■ **Text provided**
━━━━━━━━━━━━━━━━━━━━
Have you looked at existing programs such as BAMView (http://bamview.sourceforge.net/), IGV (http://www.broadinstitute.org/igv/), and MagicViewer (http://bioinformatics.zj.cn/magicviewer/)? They tackle the semantic viewing problem, as well as integrating annotation you mentioned.  From this a spec can be hashed out that replicates the best features of each, while adding other features as well.

Vince

 

Coordinator
Oct 25, 2011 at 4:23 PM

Hey Vince,

Thanks for the links. I reviewed those apps and these are the features I think are useful. We can certainly build a spec from them. Unfortunately, I don't think these are code bases we can use because they are all Java based. I am looking for a code base that can become a starting point for .NET BIO developers to add their application specific widgets. In effect, I am looking for a framework that each developer can add visualization according to their interests/objectives. There are so many genome browsers available, that I do not believe one GB can fit all applications. Additionally, application developers need a generic viewer to include in their app to round out the features for a complete solution. Specifically, the Genome Browser is not necessarily the main focus, but it is part of the application to help view the data when required.

Additionally, I am also trying to gauge the interest for customizable visualization and the utility of a GB component.

Kirt

Oct 25, 2011 at 4:47 PM

Your idea sounds neat, but it is still unclear to me what the specific aim is. I'll try to get at it by asking some more questions and commenting on your last post:

"I am looking for a code base that can become a starting point for .NET BIO developers to add their application specific widgets."

Do you mean creating a spec/API on how dataviz components should interact with each other?

"In effect, I am looking for a framework that each developer can add visualization according to their interests/objectives."

Does this mean some kind of layer above .NET Bio that can represent each object (Sequence, etc.) in using various visual means (rectangles like UCSC tracks, full sequence, etc)? Something like using the .NET Drawing namespace and tailoring it towards drawing .NET Bio objects.

"Additionally, application developers need a generic viewer to include in their app to round out the features for a complete solution."

Like charts, and scatterplots? Maybe Sho can be leveraged for this?

"Specifically, the Genome Browser is not necessarily the main focus, but it is part of the application to help view the data when required."

If a system is developed to visually represent .NET Bio objects, then a Genome Browser is a good logical step forward.

Vince

Oct 25, 2011 at 8:14 PM
Edited Oct 25, 2011 at 8:15 PM

It sounds to me as if khaden wants to implement a separate GB specialized to this library as the root data model.  I don't think he is looking for design details such as how components should interact just yet.  He appears to just be asking for input to the requirements for such a component and how much interest is there in this effort.  While vforget may be a little ahead of himself by discussing architecture so soon, I think he is on the right track if we are to look down the road.  What I think vforget is trying to say is we should add these requirements:

  1. There should be a visualization layer that plugs into the .NET Bio libraries as the default data hierarchy.
  2. The data visualization components must be able to interact.
━━━━━━━━━━━━━━━━━━━━
■ **Record set**
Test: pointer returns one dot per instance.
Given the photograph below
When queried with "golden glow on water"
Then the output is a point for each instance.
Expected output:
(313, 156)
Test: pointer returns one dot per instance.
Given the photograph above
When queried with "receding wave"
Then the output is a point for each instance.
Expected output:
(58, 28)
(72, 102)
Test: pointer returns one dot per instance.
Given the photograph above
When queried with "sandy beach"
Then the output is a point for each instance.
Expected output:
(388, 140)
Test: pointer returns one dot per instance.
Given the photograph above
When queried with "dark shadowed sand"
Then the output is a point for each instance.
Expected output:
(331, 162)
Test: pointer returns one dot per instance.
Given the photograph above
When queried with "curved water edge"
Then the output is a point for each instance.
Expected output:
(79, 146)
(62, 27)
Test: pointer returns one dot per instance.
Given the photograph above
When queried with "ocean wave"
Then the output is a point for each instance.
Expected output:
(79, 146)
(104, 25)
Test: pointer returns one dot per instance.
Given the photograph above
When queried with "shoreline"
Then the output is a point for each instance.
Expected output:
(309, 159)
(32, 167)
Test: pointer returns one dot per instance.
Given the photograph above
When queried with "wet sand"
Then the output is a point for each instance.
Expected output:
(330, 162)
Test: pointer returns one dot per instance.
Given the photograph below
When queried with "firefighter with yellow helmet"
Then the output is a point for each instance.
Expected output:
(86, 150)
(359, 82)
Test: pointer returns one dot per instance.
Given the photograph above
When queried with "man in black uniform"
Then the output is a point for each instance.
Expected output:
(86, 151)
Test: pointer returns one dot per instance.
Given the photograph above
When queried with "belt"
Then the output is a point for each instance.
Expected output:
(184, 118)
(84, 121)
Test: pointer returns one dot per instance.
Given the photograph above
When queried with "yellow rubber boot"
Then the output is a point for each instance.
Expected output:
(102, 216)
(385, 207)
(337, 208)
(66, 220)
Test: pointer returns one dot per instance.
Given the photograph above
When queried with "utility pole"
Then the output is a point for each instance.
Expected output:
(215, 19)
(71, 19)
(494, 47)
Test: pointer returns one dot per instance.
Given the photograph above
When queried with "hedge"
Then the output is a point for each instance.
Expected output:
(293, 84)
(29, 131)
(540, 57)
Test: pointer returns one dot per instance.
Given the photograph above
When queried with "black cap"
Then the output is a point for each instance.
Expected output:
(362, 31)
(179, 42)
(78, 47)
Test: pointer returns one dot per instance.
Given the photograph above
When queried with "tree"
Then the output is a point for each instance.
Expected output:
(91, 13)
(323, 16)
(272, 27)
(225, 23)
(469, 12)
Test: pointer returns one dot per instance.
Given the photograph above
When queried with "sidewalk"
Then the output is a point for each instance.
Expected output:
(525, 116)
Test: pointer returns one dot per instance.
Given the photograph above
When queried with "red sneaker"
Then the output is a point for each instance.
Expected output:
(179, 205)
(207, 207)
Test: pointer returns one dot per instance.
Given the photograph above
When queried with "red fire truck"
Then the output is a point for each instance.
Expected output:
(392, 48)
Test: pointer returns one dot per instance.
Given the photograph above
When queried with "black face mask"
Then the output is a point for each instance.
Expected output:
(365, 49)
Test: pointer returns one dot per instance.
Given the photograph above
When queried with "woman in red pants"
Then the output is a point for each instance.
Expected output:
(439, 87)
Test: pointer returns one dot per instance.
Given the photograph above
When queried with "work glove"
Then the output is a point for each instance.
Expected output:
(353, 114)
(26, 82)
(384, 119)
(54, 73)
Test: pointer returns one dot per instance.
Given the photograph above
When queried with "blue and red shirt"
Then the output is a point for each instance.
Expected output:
━━━━━━━━━━━━━━━━━━━━
■ **Work instruction 1**
In the genome browser thread, why does Kirt think BAMView, IGV, and MagicViewer cannot serve as code bases?
■ **Work instruction 2**
Quote the genome browser thread from "Oct 25, 2011 at 8:14" up to and including "able to interact.".
■ **Work instruction 3**
For each statement, say whether it agrees with the genome browser thread, and quote the words that decide it: (a) Vince suggests that Sho might be leveraged for charts and scatterplots. (b) Kirt says the Genome Browser is the main focus of the application. (c) The final post lists a requirement that the data visualization components be able to interact.
Rely only on the forum thread to complete these tasks.

■ **Your solution 1**
They are all Java based.

■ **Your solution 2**
Oct 25, 2011 at 8:14 PM
Edited Oct 25, 2011 at 8:15 PM

It sounds to me as if khaden wants to implement a separate GB specialized to this library as the root data model.  I don't think he is looking for design details such as how components should interact just yet.  He appears to just be asking for input to the requirements for such a component and how much interest is there in this effort.  While vforget may be a little ahead of himself by discussing architecture so soon, I think he is on the right track if we are to look down the road.  What I think vforget is trying to say is we should add these requirements:

  1. There should be a visualization layer that plugs into the .NET Bio libraries as the default data hierarchy.
  2. The data visualization components must be able to interact.

■ **Your solution 3**
(a) Yes: "Maybe Sho can be leveraged for this?"
(b) No: "the Genome Browser is not necessarily the main focus"
(c) Yes: "The data visualization components must be able to interact."